◆ Task instructions
Locate each row below that contains the string "rock" and copy those rows in full. Case counts, so uppercase and lowercase letters must match.

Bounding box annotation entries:
-----

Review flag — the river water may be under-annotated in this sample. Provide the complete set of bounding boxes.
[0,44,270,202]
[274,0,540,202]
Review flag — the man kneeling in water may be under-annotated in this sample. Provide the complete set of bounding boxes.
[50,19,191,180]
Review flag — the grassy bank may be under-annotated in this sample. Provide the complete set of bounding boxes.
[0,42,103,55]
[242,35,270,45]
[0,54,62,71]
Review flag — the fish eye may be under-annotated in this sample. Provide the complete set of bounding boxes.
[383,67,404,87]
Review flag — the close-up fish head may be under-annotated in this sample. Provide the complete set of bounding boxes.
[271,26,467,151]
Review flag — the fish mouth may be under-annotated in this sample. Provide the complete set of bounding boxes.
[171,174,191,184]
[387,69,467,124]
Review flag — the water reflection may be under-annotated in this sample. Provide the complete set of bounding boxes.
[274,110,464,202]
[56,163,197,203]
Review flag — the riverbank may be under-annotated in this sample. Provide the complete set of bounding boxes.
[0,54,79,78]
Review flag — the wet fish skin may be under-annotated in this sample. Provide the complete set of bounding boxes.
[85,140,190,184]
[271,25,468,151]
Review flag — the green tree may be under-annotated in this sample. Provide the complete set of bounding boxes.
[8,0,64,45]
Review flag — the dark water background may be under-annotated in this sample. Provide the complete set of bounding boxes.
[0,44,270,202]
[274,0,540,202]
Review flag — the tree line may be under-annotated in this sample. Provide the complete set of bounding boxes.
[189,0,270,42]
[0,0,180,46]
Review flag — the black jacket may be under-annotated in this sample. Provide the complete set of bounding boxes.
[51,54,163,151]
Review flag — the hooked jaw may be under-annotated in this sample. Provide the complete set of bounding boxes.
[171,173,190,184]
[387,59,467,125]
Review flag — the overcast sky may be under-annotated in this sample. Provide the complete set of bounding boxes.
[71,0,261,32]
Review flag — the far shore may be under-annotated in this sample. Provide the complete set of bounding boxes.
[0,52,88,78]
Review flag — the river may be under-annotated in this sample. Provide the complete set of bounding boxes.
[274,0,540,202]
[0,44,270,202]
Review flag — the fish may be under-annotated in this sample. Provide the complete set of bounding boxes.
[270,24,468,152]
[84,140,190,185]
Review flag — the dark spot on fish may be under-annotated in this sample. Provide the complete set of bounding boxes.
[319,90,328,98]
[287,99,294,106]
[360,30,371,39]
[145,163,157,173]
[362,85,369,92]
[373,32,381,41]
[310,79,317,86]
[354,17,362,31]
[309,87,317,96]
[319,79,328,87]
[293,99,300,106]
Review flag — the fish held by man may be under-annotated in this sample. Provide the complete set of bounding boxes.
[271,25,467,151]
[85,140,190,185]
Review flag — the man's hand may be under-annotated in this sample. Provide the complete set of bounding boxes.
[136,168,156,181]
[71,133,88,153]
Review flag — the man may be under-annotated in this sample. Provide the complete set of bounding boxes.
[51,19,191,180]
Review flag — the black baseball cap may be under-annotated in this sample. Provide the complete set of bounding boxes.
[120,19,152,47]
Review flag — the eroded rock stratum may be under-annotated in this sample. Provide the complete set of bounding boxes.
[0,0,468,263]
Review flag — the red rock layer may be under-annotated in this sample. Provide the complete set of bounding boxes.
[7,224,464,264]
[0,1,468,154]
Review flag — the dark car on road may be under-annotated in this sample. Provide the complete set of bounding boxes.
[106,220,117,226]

-----

◆ Solved problem
Review flag — the eroded rock stratum may be under-annotated in this sample. Provide the complete set of bounding boxes.
Review flag — the red rock layer may be under-annotated in this sample. Provide the complete set of bounding boxes.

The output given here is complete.